### REQUIREMENTS
Could you edit the entries from the start up to and including the line with "top-left (173, 178), bottom-right (390, 260)", replacing "grass" with "lawn" and leaving everything else unchanged? Leave the pictures out of your answer.

### EXCERPTED DATA

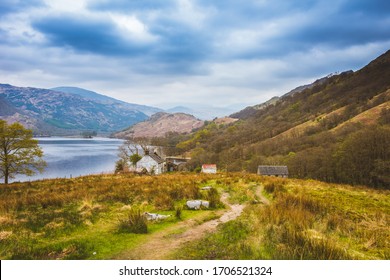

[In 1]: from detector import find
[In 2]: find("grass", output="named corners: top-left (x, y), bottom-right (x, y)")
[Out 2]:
top-left (0, 173), bottom-right (390, 259)
top-left (173, 178), bottom-right (390, 260)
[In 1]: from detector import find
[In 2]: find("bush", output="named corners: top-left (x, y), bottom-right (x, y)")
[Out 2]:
top-left (119, 208), bottom-right (148, 233)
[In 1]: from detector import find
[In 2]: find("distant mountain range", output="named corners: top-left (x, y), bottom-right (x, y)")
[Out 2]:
top-left (165, 104), bottom-right (236, 120)
top-left (230, 70), bottom-right (353, 119)
top-left (0, 84), bottom-right (161, 135)
top-left (177, 50), bottom-right (390, 189)
top-left (51, 87), bottom-right (163, 117)
top-left (114, 112), bottom-right (204, 138)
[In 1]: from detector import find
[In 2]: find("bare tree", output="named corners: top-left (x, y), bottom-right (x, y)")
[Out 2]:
top-left (117, 138), bottom-right (150, 170)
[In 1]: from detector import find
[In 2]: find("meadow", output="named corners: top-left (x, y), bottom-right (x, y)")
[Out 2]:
top-left (0, 173), bottom-right (390, 260)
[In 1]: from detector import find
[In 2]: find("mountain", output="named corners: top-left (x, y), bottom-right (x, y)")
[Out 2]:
top-left (230, 70), bottom-right (353, 119)
top-left (174, 51), bottom-right (390, 188)
top-left (166, 105), bottom-right (236, 120)
top-left (114, 112), bottom-right (204, 138)
top-left (0, 84), bottom-right (148, 134)
top-left (51, 87), bottom-right (163, 116)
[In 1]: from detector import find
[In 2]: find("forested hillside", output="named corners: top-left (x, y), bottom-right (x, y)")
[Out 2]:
top-left (167, 51), bottom-right (390, 188)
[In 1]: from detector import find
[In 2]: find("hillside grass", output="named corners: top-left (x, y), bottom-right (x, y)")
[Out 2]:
top-left (0, 173), bottom-right (390, 259)
top-left (172, 178), bottom-right (390, 260)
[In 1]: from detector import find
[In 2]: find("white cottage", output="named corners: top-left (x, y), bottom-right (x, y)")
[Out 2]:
top-left (137, 151), bottom-right (164, 175)
top-left (202, 164), bottom-right (217, 174)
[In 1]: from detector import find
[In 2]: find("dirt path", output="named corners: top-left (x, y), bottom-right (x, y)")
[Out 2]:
top-left (114, 186), bottom-right (269, 260)
top-left (114, 193), bottom-right (245, 260)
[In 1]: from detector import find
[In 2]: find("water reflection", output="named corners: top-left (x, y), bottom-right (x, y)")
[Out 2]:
top-left (13, 137), bottom-right (123, 181)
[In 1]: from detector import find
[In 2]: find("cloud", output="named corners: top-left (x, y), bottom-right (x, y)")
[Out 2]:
top-left (0, 0), bottom-right (45, 18)
top-left (0, 0), bottom-right (390, 109)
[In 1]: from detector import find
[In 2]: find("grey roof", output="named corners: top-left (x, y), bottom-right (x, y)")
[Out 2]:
top-left (257, 165), bottom-right (288, 176)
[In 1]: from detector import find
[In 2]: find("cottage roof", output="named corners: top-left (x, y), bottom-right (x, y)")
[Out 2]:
top-left (202, 164), bottom-right (217, 169)
top-left (258, 165), bottom-right (288, 176)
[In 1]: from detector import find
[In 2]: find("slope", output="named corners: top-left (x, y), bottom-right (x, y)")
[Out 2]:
top-left (114, 112), bottom-right (204, 138)
top-left (178, 51), bottom-right (390, 187)
top-left (0, 84), bottom-right (147, 133)
top-left (52, 87), bottom-right (163, 116)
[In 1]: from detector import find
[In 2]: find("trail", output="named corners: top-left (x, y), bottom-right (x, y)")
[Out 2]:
top-left (114, 193), bottom-right (245, 260)
top-left (114, 187), bottom-right (269, 260)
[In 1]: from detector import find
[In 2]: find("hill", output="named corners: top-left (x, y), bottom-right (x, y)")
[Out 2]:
top-left (0, 84), bottom-right (152, 134)
top-left (0, 173), bottom-right (390, 260)
top-left (166, 104), bottom-right (236, 120)
top-left (173, 51), bottom-right (390, 188)
top-left (52, 87), bottom-right (163, 116)
top-left (114, 112), bottom-right (204, 138)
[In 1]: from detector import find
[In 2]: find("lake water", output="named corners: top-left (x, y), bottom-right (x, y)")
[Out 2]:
top-left (12, 137), bottom-right (123, 181)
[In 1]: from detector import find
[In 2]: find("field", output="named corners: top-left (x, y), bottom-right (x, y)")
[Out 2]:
top-left (0, 173), bottom-right (390, 260)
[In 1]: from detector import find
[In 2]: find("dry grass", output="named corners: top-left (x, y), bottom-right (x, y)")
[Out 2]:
top-left (0, 173), bottom-right (390, 259)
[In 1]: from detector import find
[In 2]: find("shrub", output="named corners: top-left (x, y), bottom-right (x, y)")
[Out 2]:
top-left (175, 206), bottom-right (183, 220)
top-left (119, 208), bottom-right (148, 233)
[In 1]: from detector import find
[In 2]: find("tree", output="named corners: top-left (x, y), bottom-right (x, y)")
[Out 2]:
top-left (116, 138), bottom-right (150, 171)
top-left (0, 120), bottom-right (46, 184)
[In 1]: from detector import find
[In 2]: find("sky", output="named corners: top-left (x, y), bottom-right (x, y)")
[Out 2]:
top-left (0, 0), bottom-right (390, 109)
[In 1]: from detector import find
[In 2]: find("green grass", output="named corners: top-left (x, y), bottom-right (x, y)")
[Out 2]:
top-left (0, 173), bottom-right (390, 259)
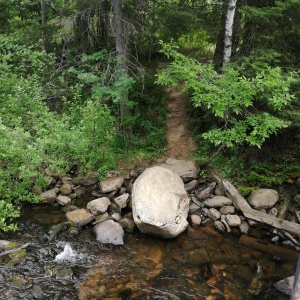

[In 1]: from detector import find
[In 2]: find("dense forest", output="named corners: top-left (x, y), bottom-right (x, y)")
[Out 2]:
top-left (0, 0), bottom-right (300, 230)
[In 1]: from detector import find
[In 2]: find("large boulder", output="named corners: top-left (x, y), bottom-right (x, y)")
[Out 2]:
top-left (132, 166), bottom-right (190, 238)
top-left (248, 189), bottom-right (279, 209)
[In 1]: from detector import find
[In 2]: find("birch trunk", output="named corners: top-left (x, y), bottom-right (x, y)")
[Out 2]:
top-left (223, 0), bottom-right (237, 67)
top-left (113, 0), bottom-right (132, 141)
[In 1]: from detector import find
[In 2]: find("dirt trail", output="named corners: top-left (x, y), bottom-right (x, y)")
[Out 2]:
top-left (165, 87), bottom-right (196, 160)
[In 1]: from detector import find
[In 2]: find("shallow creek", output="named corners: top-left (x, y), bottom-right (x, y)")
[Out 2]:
top-left (0, 206), bottom-right (296, 300)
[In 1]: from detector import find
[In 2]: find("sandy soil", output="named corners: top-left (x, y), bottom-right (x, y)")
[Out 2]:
top-left (165, 87), bottom-right (196, 160)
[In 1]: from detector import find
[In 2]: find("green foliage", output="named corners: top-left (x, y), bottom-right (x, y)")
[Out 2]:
top-left (157, 44), bottom-right (295, 148)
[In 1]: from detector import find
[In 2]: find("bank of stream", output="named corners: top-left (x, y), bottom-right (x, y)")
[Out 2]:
top-left (0, 198), bottom-right (296, 300)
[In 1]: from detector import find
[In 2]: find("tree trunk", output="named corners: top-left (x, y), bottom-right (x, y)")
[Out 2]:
top-left (113, 0), bottom-right (132, 141)
top-left (40, 0), bottom-right (46, 52)
top-left (213, 0), bottom-right (227, 70)
top-left (223, 0), bottom-right (237, 67)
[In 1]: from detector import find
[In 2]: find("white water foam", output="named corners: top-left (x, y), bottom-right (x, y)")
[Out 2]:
top-left (55, 243), bottom-right (77, 262)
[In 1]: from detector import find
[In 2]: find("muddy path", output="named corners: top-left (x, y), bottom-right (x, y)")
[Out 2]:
top-left (164, 87), bottom-right (196, 160)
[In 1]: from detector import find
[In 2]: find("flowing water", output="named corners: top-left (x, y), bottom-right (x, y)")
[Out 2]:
top-left (0, 206), bottom-right (296, 300)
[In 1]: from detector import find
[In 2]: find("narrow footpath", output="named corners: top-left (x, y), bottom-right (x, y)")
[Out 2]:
top-left (165, 87), bottom-right (196, 160)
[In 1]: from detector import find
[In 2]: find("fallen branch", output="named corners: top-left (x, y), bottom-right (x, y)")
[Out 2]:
top-left (0, 243), bottom-right (30, 257)
top-left (222, 180), bottom-right (300, 237)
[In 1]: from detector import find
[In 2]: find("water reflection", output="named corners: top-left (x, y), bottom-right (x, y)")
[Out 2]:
top-left (0, 206), bottom-right (296, 300)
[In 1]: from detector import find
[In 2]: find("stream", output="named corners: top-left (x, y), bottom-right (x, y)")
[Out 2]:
top-left (0, 205), bottom-right (296, 300)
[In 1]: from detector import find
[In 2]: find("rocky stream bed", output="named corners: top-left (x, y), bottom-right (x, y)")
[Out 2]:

### SOLUTION FOR THIS TASK
[In 1]: from detector import find
[In 2]: find("lawn", output="named corners: top-left (x, y), bottom-right (x, y)")
[Out 2]:
top-left (0, 173), bottom-right (390, 259)
top-left (173, 178), bottom-right (390, 260)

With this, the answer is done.